[ABOUT THIS TASK]:
Tally the lines in the entries below where the string "Outline" occurs. Reply with the total alone.

(Stored records)
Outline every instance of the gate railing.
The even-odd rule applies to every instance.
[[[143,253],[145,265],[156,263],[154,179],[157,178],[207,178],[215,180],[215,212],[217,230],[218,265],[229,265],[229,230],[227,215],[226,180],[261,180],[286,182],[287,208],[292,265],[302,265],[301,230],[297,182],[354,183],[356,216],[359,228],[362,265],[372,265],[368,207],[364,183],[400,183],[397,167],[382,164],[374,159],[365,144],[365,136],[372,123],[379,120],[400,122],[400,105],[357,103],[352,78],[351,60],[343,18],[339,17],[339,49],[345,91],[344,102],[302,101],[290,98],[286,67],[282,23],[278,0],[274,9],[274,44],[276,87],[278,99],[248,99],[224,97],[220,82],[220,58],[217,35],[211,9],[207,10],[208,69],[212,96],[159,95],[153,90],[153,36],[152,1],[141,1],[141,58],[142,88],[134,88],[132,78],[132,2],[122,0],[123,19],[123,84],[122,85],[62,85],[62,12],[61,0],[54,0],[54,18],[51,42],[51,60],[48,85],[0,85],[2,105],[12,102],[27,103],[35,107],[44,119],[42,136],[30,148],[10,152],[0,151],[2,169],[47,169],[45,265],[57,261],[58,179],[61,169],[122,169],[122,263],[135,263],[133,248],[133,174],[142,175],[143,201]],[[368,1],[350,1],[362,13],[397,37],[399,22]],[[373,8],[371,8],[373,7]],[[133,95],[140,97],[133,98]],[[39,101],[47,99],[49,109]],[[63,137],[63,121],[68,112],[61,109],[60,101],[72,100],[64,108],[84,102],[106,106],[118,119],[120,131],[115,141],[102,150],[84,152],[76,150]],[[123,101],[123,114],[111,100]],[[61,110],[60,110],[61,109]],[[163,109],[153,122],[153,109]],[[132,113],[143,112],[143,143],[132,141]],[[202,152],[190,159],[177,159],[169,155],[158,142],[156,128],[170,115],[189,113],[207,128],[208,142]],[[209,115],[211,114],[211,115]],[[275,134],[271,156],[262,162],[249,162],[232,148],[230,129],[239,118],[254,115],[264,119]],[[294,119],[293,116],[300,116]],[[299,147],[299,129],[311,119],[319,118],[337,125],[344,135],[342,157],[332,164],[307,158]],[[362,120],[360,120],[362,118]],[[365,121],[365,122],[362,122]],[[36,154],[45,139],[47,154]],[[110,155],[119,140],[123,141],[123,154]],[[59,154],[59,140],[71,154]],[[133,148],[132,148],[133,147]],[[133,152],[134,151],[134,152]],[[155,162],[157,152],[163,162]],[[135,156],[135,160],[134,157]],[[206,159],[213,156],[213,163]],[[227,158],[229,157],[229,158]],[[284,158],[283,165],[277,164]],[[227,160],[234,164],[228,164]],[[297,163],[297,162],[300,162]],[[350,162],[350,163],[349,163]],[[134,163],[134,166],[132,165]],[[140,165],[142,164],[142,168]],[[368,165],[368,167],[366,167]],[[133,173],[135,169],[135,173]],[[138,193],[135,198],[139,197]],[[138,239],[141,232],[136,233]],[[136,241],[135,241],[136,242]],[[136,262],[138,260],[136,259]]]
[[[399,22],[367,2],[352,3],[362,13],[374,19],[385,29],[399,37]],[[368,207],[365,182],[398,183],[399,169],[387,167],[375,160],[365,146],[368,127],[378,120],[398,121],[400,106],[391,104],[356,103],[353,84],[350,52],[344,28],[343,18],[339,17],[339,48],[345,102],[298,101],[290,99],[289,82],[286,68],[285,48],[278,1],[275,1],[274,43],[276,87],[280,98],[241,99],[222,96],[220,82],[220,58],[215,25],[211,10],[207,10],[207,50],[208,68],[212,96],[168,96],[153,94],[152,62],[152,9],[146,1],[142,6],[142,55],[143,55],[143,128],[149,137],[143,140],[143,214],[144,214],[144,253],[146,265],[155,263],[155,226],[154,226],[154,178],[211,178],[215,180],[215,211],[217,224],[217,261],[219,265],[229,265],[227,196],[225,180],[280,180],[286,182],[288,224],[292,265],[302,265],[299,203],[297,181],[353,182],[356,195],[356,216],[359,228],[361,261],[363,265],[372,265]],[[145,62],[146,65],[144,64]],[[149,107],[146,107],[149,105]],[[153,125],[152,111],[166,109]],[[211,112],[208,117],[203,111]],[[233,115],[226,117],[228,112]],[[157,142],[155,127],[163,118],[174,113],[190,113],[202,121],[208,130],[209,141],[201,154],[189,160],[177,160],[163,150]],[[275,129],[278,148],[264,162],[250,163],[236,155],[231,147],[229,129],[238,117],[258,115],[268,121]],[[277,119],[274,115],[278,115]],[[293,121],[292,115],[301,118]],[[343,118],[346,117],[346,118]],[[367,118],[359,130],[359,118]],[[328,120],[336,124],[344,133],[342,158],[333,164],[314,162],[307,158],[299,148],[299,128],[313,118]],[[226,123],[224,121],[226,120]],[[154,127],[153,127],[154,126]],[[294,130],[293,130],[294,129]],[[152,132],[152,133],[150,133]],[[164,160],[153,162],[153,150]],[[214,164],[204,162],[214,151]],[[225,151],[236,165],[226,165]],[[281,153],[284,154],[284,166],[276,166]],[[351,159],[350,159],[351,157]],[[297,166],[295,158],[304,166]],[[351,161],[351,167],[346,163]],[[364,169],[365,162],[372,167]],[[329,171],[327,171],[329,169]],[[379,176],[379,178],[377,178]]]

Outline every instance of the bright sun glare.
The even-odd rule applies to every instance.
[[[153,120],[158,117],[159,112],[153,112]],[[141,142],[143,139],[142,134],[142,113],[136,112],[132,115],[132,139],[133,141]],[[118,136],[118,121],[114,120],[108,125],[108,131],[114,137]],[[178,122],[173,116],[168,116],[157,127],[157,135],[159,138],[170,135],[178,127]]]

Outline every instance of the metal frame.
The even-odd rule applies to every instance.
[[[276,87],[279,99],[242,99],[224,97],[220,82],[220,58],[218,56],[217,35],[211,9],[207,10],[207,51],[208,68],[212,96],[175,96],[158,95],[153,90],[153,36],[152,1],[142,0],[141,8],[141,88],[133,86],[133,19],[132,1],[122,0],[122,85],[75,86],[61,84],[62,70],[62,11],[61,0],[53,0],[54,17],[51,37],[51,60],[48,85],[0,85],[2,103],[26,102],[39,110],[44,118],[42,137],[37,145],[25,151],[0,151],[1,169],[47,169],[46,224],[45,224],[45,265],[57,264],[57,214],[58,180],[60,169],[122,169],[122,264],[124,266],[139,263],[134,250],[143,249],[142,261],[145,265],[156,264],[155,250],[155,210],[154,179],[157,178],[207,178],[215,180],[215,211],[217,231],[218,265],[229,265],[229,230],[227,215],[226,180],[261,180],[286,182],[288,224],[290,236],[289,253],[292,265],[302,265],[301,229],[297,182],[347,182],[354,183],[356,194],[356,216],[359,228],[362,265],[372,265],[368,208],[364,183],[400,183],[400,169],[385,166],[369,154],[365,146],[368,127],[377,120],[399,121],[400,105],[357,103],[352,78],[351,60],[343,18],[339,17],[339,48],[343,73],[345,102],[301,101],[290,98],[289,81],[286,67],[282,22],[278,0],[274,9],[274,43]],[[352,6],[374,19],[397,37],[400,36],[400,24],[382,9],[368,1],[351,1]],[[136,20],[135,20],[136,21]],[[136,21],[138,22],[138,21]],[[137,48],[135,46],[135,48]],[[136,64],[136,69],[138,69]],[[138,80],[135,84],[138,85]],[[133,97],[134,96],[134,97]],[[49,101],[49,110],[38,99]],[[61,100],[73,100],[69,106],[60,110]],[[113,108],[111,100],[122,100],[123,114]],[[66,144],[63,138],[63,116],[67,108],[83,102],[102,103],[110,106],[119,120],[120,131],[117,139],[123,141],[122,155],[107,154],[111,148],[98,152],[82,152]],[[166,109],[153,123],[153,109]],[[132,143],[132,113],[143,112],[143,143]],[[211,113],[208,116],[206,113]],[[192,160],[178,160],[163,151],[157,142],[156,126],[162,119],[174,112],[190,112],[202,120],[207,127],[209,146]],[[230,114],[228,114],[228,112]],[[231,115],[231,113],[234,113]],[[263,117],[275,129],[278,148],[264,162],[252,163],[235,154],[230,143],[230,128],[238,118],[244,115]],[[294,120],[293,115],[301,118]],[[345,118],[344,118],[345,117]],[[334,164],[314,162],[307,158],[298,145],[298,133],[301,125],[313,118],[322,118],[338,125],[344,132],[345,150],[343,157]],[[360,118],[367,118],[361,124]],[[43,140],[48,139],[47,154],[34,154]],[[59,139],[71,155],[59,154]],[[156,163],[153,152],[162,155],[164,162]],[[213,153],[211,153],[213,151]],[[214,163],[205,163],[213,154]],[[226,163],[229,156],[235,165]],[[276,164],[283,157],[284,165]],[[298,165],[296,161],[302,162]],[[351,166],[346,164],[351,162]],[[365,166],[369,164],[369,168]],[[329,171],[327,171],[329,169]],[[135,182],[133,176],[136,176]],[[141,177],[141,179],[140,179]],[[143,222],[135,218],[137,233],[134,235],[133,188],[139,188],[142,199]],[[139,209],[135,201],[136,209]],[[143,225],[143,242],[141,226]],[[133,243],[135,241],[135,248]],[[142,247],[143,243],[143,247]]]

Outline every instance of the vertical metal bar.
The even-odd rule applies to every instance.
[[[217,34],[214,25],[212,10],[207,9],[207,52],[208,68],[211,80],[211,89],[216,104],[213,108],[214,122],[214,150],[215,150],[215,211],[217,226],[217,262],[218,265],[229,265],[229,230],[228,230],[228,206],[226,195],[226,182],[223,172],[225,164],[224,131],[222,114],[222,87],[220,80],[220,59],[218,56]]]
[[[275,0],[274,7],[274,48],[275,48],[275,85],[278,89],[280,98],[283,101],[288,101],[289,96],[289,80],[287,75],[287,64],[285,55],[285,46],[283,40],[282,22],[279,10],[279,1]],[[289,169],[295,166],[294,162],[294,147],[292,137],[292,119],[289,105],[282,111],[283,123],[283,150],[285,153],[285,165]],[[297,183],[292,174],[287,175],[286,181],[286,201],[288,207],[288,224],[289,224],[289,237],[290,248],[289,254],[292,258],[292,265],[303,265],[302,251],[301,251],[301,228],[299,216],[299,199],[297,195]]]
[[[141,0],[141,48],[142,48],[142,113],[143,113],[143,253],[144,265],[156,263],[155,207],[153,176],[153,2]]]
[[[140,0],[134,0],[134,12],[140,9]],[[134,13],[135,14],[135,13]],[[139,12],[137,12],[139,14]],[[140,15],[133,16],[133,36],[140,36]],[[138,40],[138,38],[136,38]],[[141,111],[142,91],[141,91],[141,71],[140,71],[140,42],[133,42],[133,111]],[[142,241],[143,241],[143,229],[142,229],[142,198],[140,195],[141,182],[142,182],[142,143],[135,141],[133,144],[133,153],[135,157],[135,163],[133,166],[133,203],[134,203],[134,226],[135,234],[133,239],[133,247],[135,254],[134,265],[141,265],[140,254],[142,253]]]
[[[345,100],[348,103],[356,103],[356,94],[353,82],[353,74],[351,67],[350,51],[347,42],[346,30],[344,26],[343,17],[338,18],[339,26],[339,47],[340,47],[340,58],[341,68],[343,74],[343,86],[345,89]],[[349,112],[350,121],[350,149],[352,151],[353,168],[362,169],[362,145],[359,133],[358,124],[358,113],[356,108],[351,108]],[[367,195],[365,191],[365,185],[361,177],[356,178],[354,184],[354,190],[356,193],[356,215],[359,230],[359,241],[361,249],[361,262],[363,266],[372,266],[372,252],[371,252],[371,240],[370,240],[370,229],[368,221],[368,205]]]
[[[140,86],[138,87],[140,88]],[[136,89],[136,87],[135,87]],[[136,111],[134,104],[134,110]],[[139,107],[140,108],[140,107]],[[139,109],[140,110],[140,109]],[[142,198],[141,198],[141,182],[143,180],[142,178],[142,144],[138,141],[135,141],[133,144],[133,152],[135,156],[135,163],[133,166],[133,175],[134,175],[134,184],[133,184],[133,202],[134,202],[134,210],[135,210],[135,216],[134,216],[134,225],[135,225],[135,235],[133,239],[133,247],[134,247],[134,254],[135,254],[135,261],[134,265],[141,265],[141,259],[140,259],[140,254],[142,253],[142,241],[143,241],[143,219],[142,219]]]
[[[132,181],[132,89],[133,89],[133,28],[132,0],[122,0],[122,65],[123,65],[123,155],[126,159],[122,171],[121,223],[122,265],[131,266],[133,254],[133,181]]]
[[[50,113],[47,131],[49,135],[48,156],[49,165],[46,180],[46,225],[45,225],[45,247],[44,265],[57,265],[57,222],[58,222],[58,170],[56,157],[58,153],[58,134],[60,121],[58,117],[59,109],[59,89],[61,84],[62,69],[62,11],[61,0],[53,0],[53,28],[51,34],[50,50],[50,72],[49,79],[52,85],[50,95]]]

[COMPLETED EXERCISE]:
4